West-Side

June 19, 2015; New York Times

“Before this, Meyer and I lived in a crummy rent-controlled apartment in the city,” said Jessica Orbach about the mansion in Englewood, New Jersey, where she and her husband, real estate mogul Meyer Orbach, live. The tenants of the apartments the Orbach Group has purchased in the last several years know that rent-controlled units can be lifesavers, but the Orbach Group wants to toss them out.

According to Corey Kilgannon writing for the New York Times, the Orbach Group has purchased a number of buildings around Columbia University in Manhattan and is engaged in trying to push out existing tenants in order to make way for higher-rent-paying Columbia University students. The stories Kilgannon relates—for example, about retired doorman Tommy McCarthy trying to hold onto his rent-controlled apartment where he has lived his entire life, or former policeman Vincent Simplicio who has battled with Orbach over the legality of the lease his common-law wife has for his apartment—aren’t unusual if you have experienced rapidly gentrifying housing markets.

What to do:
• 1. Summarize the passage about the Orbach Group in two sentences.
• 2. Carry the passage about the Orbach Group forward from its last sentence.

Information provided:
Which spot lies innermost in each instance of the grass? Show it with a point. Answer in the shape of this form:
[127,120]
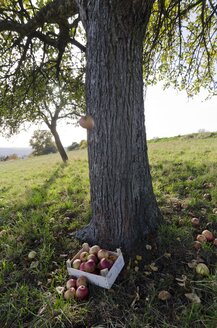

Outputs by task:
• 1. Jessica Orbach and her husband, real estate mogul Meyer Orbach, now live in a mansion in Englewood, New Jersey, after once living in a rent-controlled apartment in the city. According to Corey Kilgannon of the New York Times, the Orbach Group has purchased a number of buildings around Columbia University and is trying to push out existing tenants, such as retired doorman Tommy McCarthy and former policeman Vincent Simplicio, to make way for higher-rent-paying Columbia students.

• 2.
For tenants like McCarthy, Orbach has adopted a strategy which, given the legality of their rent-controlled tenancy, is aimed at disrupting their way of life. For these long-time tenants on the West Side, a typical activity is sitting on the front stoop. It is the gathering place for neighbors, the spot where people interact and, for those of us who lived in apartment buildings with stoops, look after each other. Described by Kilgannon as a “hardened stoop-sitter,” McCarthy has received letters from Orbach charging him with loitering on the front stoop of his building. Orbach has installed metal gates on the stoops of some two dozen buildings it owns just south of Columbia with the clear intent to chase away the stoop-sitters.

According to The Real Deal, Orbach Group acquired a 33-building residential apartment building portfolio for $246 million in 2013 and closed this past April on a 48-unit apartment building on West 108th Street (McCarthy lives the next street over on 109th Street) for $27.5 million. In 2013 alone, Orbach acquired multi-family properties in Central Harlem and the Upper West Side amounting to more than 1,000 units.

The desired tenants are Columbia University students who will pay many more times the rents that current tenants do. The Orbach Group markets its apartments under the name CoSo Apartments—“CoSo” meaning Columbia South—with a company logo in Columbia University’s colors and an academic-looking drawing of buildings and an open book. It also offers tenants free shuttle bus service to Columbia. The university maintains that it has no connection to Orbach/CoSo and does nothing to market the units to its students.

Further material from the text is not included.